Selection:
# I'm not a single mum nomore!



## Laura2919

I cannot believe I am writing this lol! 

But me and FOB are trying again :wacko: !!
You all may be rolling your eyes and saying no Laura dont do it but we had a really long chat and we realised we done a lot of things to hurt one another and I thought I didnt love him by thinking I hated him and the same for him. After a long chat we realised how stupid we have both been about it all and we are taking things slow. 

I am moving next week finally so thats my fresh start. Just me and the girls and he can earn his time back! lol. 

I know you must all be going oh noooo! But I hope I have your support ladies!! 

:kiss:


----------



## billy2mm

im new here and so i dont know the history but if you feel its the right thing to do go for it and take it slow!

by saying he has to earnhis time back it sounds to me like you have your head screwed on the right way!


----------



## whoops

I'm happy for you. I've read some of your other threads, and I did feel that because you were so angry at him, you still did care about him. If you were indifferent, it would have been a different story.

Just take things slowly, and best of luck! x


----------



## whoops

Stupid site posting twice! :blush:


----------



## laylasmommy

I support you. 

I'm doing the same thing and luckily we won't be living together so we can actually take things really slow.


----------



## scottishgal89

you know im always here for you :)
i was so so shocked when i read this though!!!
i hope he gets his act together for you and the girls
:hugs:


----------



## sweetlullaby

:rofl: All I seen was the thread title and scottishgal89 underneath it and went say waaaaa?? :haha: 

But :hugs: Hopefully things work out ok! And take things slow :)


----------



## suzanne108

Oooh good luck!!

:hugs: xxx


----------



## lou_w34

I hope everything goes well for you :hugs:

xxx


----------



## Aidedhoney

Good Luck hun xxx

I hope it works out for you guys, 

xxx


----------



## AppleBlossom

Hope it works out for you :) x


----------



## scottishgal89

sweetlullaby said:


> :rofl: All I seen was the thread title and scottishgal89 underneath it and went say waaaaa?? :haha:



:rofl:


----------



## Laura2919

Lol. 
Thanks ladies! I think its definitely worth a shot. Why should be both be miserable when we can be happy! We have a lot to work on but if we truly belong together we can work on them! 
We wont be living together, Im gonna have my flat and he is gonna be with his mum! 
He popped in today to see us and we are going for dinner tomorrow night just me and him. 
I am happy about it so yes. I was also shocked writing it but hey ho! lol 

Thanks girls. Means a lot xx


----------



## bloodbinds

Oh hun that is so great! I really hope you can make a good go of it! :-D Best of luck to you! Though will miss seeing you around these parts! Don't be a stranger and keep us updated xx


----------



## surprisebaby

i'm really happy for u. good luck! xxxx


----------



## Linz88

This made me LOL Its so funny how one min we can hate dere guts n a next min we can love dem! Im so happy for u- im glad u can be a family! Good luck hun xxxx


----------



## mummy_ellie09

Aww hope things work out for u xx :hug:


----------



## scottishgal89

enjoy your dinner!!
hope you have a good time xx


----------



## Laura2919

Thanks girls. Im hanging around for a bit! You never know whats gonna happen. Plus I have my secret gift to send! I am sending it this afternoon!

Records:
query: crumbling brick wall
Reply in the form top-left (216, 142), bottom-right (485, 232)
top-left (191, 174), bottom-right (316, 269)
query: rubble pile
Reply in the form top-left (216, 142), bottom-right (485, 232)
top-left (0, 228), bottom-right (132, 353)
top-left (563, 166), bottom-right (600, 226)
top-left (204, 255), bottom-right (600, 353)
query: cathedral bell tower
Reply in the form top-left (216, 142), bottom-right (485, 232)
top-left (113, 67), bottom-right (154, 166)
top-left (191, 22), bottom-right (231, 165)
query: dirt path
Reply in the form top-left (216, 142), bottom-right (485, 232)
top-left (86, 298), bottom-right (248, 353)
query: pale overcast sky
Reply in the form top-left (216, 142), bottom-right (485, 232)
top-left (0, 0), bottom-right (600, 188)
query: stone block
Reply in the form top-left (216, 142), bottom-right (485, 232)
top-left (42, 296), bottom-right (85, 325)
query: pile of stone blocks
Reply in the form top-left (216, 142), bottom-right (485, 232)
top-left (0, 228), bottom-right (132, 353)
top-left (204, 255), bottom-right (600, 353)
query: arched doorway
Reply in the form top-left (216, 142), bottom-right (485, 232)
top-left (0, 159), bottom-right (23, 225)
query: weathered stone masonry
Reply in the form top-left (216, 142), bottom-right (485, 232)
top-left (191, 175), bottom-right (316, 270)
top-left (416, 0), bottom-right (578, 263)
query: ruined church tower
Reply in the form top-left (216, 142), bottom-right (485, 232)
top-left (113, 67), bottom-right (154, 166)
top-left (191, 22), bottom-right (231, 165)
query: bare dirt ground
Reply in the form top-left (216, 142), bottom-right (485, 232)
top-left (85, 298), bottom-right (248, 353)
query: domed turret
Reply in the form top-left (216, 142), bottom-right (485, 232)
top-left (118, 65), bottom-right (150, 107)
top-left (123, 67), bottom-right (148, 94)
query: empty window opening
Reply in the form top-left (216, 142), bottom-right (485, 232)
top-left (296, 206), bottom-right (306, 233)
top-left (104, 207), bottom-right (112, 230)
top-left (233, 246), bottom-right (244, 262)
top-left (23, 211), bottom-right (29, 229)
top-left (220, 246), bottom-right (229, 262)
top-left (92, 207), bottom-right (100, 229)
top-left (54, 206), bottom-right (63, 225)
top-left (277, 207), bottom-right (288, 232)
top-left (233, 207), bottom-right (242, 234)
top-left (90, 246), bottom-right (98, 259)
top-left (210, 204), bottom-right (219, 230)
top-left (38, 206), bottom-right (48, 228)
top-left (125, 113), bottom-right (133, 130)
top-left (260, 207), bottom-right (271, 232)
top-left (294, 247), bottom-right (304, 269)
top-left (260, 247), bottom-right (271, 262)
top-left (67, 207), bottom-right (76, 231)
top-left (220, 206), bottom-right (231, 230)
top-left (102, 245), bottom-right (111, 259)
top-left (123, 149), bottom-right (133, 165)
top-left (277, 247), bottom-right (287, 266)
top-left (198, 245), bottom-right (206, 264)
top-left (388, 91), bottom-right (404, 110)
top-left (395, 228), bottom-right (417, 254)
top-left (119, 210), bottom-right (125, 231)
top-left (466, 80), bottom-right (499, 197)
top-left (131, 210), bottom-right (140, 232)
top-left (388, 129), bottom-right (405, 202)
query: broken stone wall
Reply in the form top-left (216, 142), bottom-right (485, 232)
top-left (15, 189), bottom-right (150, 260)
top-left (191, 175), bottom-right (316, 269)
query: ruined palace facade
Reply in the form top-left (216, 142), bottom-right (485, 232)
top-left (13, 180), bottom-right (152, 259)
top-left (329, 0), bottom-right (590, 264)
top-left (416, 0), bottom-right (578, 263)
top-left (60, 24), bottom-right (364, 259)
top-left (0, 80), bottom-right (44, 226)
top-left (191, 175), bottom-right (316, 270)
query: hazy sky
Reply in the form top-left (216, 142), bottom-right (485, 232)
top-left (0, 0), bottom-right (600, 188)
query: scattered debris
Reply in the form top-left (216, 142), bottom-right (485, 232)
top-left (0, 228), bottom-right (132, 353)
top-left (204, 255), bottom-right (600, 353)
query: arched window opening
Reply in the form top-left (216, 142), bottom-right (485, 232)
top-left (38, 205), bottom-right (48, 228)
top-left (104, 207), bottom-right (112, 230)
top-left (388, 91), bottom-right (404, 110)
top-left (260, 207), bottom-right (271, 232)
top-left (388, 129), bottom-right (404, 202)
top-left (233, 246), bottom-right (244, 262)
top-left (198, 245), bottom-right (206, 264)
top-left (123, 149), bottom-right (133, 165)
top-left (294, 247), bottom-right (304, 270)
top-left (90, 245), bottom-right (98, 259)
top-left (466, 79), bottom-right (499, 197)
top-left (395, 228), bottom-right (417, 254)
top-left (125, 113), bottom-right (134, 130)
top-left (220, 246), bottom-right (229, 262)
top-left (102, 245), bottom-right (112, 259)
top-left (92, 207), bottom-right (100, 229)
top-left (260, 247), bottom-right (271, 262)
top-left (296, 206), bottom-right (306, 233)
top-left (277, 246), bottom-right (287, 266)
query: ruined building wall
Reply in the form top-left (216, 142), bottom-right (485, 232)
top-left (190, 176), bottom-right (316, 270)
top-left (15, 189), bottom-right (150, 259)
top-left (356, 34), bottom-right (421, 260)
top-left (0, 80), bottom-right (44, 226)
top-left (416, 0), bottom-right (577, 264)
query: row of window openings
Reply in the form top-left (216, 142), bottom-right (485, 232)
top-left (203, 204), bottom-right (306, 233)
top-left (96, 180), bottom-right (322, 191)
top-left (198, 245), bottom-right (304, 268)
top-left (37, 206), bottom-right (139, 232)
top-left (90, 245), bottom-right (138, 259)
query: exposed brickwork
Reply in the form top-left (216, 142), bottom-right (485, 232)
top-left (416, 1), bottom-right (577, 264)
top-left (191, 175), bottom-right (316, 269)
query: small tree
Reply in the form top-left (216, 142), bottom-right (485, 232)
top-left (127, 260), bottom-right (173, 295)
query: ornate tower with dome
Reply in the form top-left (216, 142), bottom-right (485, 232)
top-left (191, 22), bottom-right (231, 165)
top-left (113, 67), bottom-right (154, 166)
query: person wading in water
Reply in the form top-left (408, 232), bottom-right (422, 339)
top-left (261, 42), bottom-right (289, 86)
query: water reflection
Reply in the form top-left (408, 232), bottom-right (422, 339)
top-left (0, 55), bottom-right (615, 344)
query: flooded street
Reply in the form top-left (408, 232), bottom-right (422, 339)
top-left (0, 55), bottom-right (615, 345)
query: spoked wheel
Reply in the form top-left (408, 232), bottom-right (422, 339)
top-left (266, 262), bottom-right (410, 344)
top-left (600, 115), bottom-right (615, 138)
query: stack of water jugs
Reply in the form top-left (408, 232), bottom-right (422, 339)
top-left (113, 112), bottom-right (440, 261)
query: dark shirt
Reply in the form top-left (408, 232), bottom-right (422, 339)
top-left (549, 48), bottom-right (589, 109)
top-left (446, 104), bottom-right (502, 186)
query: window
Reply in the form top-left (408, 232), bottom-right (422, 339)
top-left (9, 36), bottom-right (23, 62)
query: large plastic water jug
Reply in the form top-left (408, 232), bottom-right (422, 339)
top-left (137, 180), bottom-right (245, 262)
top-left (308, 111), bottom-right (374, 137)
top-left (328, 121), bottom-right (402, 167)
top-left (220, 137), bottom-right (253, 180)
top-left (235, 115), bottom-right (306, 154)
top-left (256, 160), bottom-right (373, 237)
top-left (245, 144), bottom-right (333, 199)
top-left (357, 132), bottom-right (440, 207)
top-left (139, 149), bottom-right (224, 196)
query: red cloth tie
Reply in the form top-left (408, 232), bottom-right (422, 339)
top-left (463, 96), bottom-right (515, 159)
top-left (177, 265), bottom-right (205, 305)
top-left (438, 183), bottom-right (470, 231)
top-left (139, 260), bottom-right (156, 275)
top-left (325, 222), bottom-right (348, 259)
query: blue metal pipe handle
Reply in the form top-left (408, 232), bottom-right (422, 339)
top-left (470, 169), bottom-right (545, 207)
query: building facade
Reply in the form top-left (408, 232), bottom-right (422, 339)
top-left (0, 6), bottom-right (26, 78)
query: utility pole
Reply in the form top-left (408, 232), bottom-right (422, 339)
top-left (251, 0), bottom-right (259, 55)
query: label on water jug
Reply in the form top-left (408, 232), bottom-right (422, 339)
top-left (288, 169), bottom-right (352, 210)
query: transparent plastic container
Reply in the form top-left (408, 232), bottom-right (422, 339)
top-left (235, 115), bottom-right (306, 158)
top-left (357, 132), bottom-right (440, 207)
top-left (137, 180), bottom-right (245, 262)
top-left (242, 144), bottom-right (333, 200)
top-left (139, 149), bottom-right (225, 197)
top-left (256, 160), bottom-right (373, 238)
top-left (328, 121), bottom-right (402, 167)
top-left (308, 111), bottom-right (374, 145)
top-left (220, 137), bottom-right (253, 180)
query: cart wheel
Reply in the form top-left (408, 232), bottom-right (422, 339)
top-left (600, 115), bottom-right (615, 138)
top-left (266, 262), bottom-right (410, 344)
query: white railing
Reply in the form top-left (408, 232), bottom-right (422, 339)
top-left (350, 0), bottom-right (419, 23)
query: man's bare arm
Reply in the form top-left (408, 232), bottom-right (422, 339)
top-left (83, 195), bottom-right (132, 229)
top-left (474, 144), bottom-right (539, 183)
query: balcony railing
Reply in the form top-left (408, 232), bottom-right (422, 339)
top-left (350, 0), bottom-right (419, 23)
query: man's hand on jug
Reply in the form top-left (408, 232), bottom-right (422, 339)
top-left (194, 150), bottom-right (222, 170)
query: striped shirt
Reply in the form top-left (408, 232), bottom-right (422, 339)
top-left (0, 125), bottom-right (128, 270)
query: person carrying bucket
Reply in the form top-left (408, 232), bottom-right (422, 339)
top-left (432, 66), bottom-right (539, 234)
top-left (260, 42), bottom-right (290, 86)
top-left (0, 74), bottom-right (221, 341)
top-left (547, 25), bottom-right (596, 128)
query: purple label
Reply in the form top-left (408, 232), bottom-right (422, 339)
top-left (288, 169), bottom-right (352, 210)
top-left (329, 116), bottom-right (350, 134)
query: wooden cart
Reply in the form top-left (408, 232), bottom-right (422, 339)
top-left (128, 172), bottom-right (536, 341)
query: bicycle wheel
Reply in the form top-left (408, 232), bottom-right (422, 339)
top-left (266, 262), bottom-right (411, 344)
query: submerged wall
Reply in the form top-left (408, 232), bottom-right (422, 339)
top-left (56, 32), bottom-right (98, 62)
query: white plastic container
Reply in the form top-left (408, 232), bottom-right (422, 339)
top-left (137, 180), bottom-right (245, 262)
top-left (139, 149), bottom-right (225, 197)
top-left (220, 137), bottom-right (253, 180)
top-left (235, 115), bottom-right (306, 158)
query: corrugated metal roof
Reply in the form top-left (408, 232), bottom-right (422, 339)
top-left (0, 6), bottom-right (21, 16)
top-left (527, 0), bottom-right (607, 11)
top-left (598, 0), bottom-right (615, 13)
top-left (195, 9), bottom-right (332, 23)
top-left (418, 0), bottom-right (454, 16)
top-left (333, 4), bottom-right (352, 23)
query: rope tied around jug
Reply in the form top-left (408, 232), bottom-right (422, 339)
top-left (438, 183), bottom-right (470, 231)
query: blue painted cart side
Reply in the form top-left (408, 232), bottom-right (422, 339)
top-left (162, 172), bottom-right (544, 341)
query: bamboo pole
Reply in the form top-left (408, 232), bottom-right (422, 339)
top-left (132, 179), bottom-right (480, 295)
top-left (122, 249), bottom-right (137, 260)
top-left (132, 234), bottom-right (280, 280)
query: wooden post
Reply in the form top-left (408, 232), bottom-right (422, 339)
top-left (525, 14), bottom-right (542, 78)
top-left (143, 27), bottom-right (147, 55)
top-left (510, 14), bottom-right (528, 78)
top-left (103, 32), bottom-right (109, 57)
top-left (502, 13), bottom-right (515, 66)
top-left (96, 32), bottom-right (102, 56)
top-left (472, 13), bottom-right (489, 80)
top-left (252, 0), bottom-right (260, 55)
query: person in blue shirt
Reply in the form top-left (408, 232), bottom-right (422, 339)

Tasks:
a: Name every poster who has more than one post in the forum thread.
b: Does the forum thread support each statement? (i) Laura2919 and FOB plan to live together. (ii) Laura2919 is moving next week. (iii) billy2mm knows the history between Laura2919 and FOB.
c: Extend the forum thread with the next post, picking up after Laura2919's last reply.
The listing is separate material and has no connection to the forum thread.

Answers per task:
a: Laura2919, whoops, scottishgal89

b:
(i) No: "We wont be living together, Im gonna have my flat and he is gonna be with his mum!"
(ii) Yes: "I am moving next week finally so thats my fresh start."
(iii) No: "im new here and so i dont know the history"

c:
----------



## expecting09

Good luck sweetie, I'm glad to see your taking things slow aswell. He has a lot of making up to do! xx


----------



## Jem_x3

I was wondering why he was commenting on your FB so much.. I'm totally not a stalker :blush: I'm happy for you - I hope it all works out. They can't all be complete assholes right? lol xx


----------



## Laura2919

Haha! Im gonna post on here still. I love you girlies! I want to still catch up with you all do you mind???


----------



## frankyzw

Wishing you the best Laura. It would really be great for you two and your girls to be a family again. Hope you'll still pop in here to check on us!

xxx


----------



## sweetlullaby

Course you can still post here :rofl:


----------



## Laura2919

Lol good! :rofl: I still want to see how your all getting on!!!


----------



## surprisebaby

so glad you've got a happy ending :flower: x


----------



## littlekitten8

Aww good luck hun. Hope it all works out for you :)


----------



## scottishgal89

have u got an update from your dinner hun?
tried to catch u on msn but you've not been on when i am
xxx


----------



## Laura2919

Hey, Yeah it all went good. Sorry I havent been on I have been sorting out my flat. Finally got the keys yesterday so I am happy about that! Everything is going good, we talked a lot about everything and he really wants to make it work!


----------



## sweetlullaby

Yay!!! On getting the keys to your flat!! I have to wait a few weeks :( no fair lol the contractors are still working lol


----------



## scottishgal89

im glad you both got on well!!
just saw your status. have fun decorating!!!
i finished painting lo's room yest :)


----------



## Laura2919

OMG! I have been at the flat all day and all we done was strip 2 windows and paint the bathroom! Not even finished the bathroom yet! There is so much work! Really infuriates me because they couldnt keep it clean and now I am paying the price lol! Cost me an absolute fortune trying to clear it out!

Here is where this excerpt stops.